■ **Directions for this task**
Quote the material below word for word, starting at the line that contains "# spec: one" and ending at the line that contains "Query: wooden door", with both of those lines included.

■ **Stored data**

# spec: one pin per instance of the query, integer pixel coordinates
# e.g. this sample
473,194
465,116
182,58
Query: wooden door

---

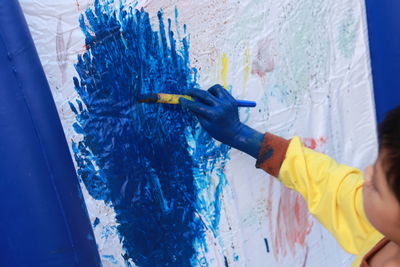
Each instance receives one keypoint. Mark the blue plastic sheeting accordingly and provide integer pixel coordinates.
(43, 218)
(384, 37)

■ **Task solution**
# spec: one pin per instance of the query, integer pixel coordinates
# e.g. this sample
473,194
465,116
182,58
Query: wooden door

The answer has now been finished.